The request: Put the part of the records that opens with the line containing "Objective — one dot on each instance of the arched" and runs through the end of the records into a Markdown table with the columns Row and Line, one numbered row per line and blank lines left out.

Records provided:
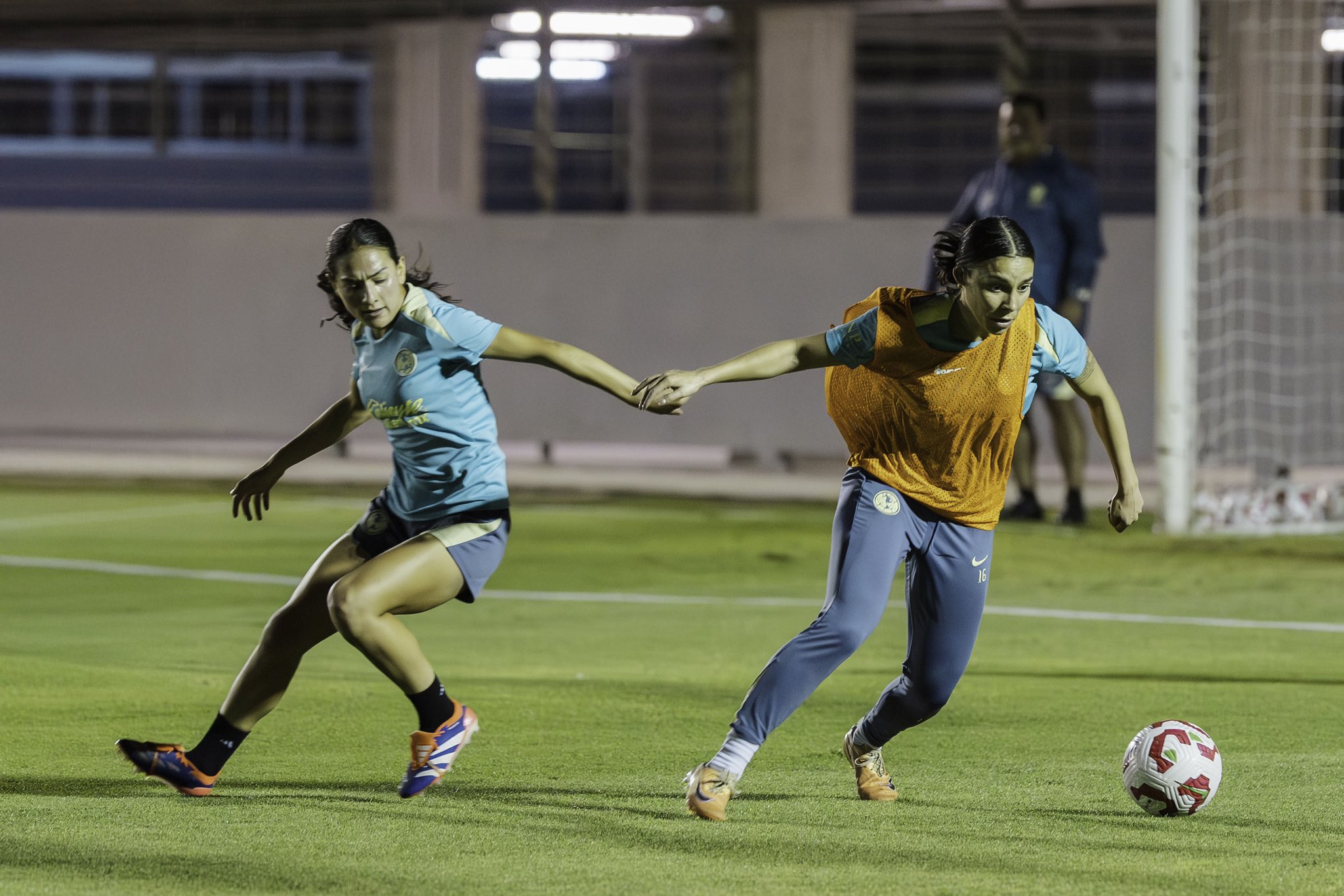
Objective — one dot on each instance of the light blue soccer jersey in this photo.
(1059, 348)
(423, 382)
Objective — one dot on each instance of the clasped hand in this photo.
(667, 393)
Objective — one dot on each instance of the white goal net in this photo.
(1269, 331)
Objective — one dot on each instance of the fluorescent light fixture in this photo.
(632, 24)
(496, 69)
(526, 22)
(500, 69)
(597, 50)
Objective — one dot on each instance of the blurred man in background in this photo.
(1057, 205)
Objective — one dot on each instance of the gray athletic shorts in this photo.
(474, 539)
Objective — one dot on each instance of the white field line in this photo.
(667, 600)
(84, 518)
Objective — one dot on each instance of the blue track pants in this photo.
(946, 579)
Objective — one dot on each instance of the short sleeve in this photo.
(1063, 350)
(854, 343)
(468, 331)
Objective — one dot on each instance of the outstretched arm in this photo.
(516, 346)
(253, 491)
(774, 359)
(1093, 387)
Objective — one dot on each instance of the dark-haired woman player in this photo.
(928, 390)
(434, 534)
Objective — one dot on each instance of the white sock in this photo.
(860, 737)
(734, 755)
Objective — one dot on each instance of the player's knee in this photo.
(846, 633)
(347, 605)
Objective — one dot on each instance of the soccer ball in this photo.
(1172, 769)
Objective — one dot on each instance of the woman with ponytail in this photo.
(929, 391)
(437, 531)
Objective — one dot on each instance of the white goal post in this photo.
(1250, 265)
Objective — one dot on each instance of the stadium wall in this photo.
(207, 324)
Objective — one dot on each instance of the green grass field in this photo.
(592, 712)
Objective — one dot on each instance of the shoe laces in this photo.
(714, 782)
(873, 762)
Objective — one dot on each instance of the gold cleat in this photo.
(709, 790)
(870, 774)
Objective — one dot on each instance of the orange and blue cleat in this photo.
(170, 765)
(433, 752)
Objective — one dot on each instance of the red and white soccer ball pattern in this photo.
(1172, 769)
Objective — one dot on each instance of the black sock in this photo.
(214, 750)
(433, 706)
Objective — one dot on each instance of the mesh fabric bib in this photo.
(937, 426)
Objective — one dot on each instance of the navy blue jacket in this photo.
(1057, 205)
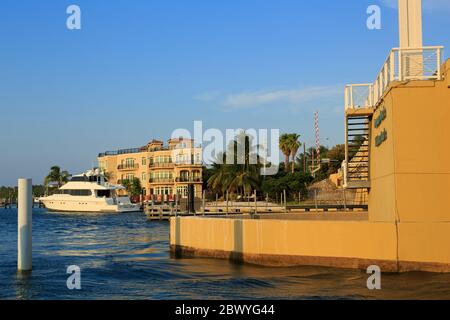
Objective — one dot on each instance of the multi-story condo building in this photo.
(164, 171)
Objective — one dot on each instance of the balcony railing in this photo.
(128, 166)
(401, 65)
(188, 163)
(162, 165)
(162, 180)
(188, 180)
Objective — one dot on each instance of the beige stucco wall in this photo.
(420, 246)
(410, 172)
(344, 239)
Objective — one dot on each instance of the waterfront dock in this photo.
(166, 211)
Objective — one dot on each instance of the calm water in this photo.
(126, 257)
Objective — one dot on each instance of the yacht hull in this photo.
(88, 206)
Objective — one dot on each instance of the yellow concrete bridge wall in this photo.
(287, 243)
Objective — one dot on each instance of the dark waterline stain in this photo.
(124, 256)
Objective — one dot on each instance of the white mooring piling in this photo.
(24, 225)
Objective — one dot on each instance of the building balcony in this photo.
(188, 180)
(162, 180)
(402, 64)
(188, 164)
(128, 167)
(162, 165)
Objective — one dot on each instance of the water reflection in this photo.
(127, 257)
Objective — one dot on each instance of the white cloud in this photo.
(288, 97)
(208, 96)
(429, 5)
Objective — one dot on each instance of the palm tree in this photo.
(285, 149)
(243, 175)
(57, 176)
(294, 145)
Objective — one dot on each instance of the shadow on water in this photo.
(127, 257)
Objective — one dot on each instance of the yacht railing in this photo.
(402, 64)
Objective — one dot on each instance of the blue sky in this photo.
(139, 69)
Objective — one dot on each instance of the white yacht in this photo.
(89, 192)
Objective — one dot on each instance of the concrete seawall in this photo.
(342, 244)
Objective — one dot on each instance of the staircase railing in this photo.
(402, 64)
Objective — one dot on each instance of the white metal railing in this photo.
(402, 64)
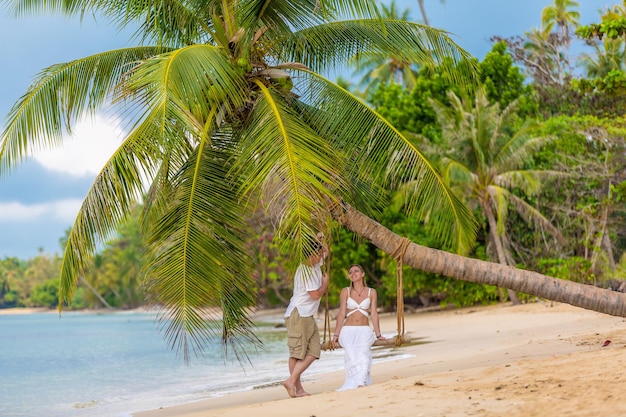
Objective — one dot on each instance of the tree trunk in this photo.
(481, 272)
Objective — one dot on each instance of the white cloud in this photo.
(63, 210)
(85, 152)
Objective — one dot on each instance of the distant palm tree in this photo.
(610, 54)
(379, 69)
(228, 112)
(562, 15)
(484, 163)
(610, 57)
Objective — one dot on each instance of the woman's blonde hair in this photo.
(362, 270)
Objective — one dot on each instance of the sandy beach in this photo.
(531, 360)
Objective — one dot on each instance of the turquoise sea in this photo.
(115, 364)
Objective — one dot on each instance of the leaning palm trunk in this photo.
(481, 272)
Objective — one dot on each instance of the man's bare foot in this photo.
(291, 389)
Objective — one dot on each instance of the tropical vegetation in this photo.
(240, 151)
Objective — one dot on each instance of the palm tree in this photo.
(483, 161)
(610, 57)
(562, 15)
(226, 111)
(377, 69)
(481, 272)
(217, 127)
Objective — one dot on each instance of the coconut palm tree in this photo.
(483, 161)
(227, 110)
(563, 15)
(377, 69)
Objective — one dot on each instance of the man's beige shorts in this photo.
(303, 336)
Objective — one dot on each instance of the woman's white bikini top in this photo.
(363, 307)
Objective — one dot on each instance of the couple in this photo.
(358, 303)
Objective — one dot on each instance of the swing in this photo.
(400, 338)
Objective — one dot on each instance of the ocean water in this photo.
(115, 364)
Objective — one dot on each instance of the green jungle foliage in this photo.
(584, 199)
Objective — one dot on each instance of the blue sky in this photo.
(40, 198)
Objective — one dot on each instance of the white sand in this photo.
(530, 360)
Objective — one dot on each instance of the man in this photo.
(309, 284)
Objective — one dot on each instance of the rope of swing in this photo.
(398, 255)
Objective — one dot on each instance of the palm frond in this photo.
(110, 199)
(198, 258)
(277, 148)
(190, 82)
(60, 95)
(377, 154)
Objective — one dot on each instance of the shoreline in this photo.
(484, 361)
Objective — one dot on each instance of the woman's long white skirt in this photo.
(357, 342)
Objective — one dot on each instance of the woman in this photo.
(358, 304)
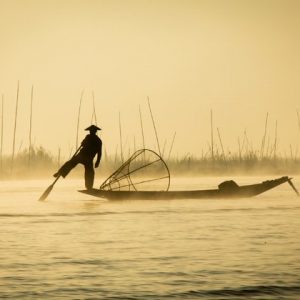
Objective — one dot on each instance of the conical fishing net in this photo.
(145, 170)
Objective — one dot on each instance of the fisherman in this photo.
(90, 147)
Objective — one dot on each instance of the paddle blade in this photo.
(46, 193)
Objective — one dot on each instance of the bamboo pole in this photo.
(171, 148)
(298, 117)
(2, 122)
(121, 143)
(154, 126)
(94, 116)
(78, 118)
(211, 134)
(142, 128)
(15, 129)
(264, 137)
(220, 140)
(30, 128)
(275, 142)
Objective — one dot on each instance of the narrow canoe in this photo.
(227, 189)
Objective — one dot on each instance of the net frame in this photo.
(112, 183)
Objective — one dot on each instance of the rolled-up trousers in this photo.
(89, 172)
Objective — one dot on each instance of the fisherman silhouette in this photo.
(90, 146)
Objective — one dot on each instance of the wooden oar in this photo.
(293, 187)
(49, 189)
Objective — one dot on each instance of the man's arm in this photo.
(99, 154)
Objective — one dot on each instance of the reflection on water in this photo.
(74, 246)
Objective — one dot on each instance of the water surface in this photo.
(74, 246)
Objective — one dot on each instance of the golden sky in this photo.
(238, 58)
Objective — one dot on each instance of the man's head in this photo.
(93, 129)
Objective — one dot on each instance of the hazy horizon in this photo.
(239, 59)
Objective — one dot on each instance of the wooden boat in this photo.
(227, 189)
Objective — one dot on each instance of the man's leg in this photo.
(89, 175)
(67, 167)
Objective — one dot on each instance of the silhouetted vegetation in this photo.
(42, 163)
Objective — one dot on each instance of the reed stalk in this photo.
(220, 140)
(212, 135)
(78, 118)
(142, 128)
(2, 123)
(157, 141)
(264, 137)
(121, 143)
(30, 127)
(172, 144)
(94, 116)
(15, 129)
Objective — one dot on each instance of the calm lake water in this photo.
(74, 246)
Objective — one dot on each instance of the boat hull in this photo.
(220, 193)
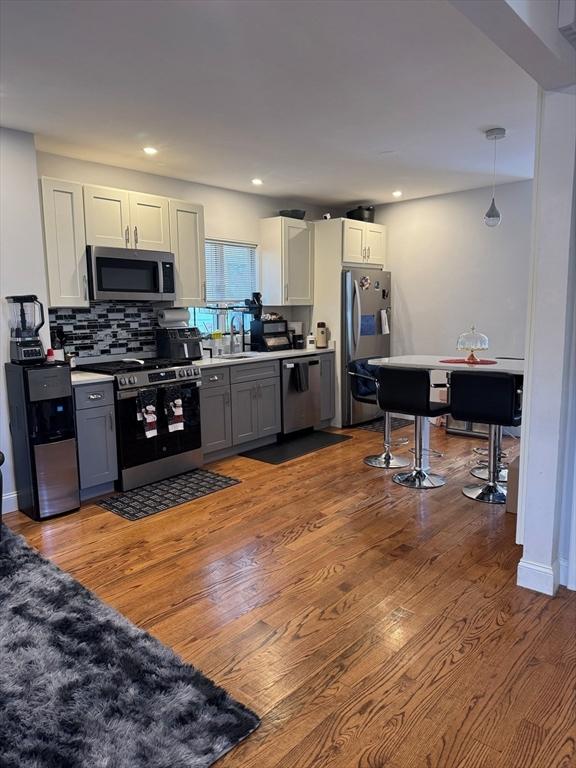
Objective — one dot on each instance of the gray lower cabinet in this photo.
(269, 407)
(216, 418)
(96, 434)
(244, 412)
(327, 387)
(255, 410)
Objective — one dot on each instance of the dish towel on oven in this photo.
(147, 411)
(173, 408)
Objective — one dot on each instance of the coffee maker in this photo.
(26, 319)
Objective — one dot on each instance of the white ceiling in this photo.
(325, 100)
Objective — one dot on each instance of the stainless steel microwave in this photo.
(128, 274)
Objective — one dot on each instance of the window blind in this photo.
(231, 273)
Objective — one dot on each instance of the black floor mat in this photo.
(156, 497)
(293, 448)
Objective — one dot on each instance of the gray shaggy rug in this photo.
(82, 687)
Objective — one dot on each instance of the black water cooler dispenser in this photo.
(41, 407)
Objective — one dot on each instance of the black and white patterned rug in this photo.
(83, 687)
(378, 424)
(157, 497)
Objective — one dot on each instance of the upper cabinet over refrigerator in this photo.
(363, 242)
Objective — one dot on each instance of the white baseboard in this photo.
(564, 574)
(539, 577)
(9, 502)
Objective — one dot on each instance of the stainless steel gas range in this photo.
(157, 405)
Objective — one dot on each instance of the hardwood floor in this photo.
(368, 625)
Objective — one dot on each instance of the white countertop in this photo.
(259, 357)
(87, 377)
(432, 363)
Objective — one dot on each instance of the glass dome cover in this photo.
(471, 341)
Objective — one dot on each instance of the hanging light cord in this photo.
(494, 171)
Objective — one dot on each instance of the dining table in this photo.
(448, 363)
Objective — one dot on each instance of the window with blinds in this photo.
(231, 273)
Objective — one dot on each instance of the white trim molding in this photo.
(9, 503)
(538, 576)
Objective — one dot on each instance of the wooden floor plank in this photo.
(370, 625)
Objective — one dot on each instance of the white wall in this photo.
(21, 258)
(449, 270)
(227, 214)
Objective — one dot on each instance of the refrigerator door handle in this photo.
(357, 327)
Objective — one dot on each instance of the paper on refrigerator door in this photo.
(385, 324)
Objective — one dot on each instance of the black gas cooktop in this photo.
(136, 374)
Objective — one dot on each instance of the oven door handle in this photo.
(133, 393)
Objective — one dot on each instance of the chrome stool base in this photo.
(419, 479)
(482, 474)
(386, 460)
(489, 493)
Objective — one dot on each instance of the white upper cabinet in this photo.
(149, 224)
(65, 243)
(363, 243)
(122, 219)
(286, 261)
(375, 244)
(107, 215)
(187, 245)
(353, 233)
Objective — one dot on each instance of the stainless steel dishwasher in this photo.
(300, 393)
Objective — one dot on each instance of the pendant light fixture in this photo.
(492, 216)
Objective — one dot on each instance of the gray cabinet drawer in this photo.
(94, 395)
(254, 371)
(215, 377)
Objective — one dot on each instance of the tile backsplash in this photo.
(107, 328)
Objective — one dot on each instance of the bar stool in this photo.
(407, 390)
(487, 398)
(480, 470)
(365, 388)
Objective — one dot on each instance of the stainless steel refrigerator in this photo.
(366, 319)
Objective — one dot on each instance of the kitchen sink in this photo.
(240, 355)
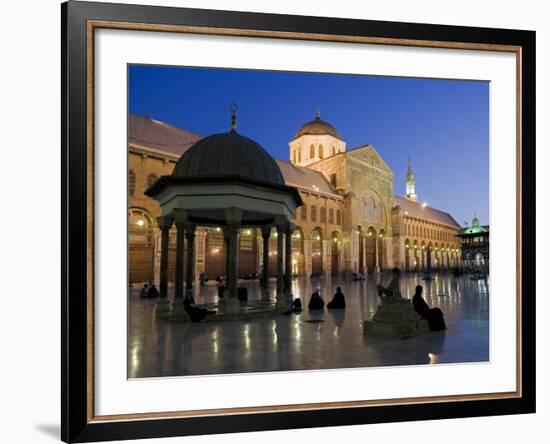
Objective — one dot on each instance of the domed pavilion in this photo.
(229, 181)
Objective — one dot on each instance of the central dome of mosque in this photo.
(228, 155)
(317, 126)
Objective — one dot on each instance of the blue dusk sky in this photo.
(441, 125)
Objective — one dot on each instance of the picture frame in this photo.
(80, 20)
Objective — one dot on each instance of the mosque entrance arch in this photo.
(370, 247)
(298, 262)
(317, 252)
(335, 253)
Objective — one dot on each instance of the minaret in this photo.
(411, 194)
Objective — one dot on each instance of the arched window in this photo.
(371, 209)
(131, 183)
(140, 228)
(151, 178)
(378, 213)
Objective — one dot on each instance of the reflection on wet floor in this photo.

Solution:
| Row | Line |
|---|---|
| 1 | Objective — one dot on each instance of the arched window in this photo. |
| 2 | (371, 209) |
| 3 | (131, 183) |
| 4 | (140, 228) |
| 5 | (151, 178) |
| 6 | (378, 213) |
| 7 | Objective — one dot on each instance of the reflection on wet floor in this photo. |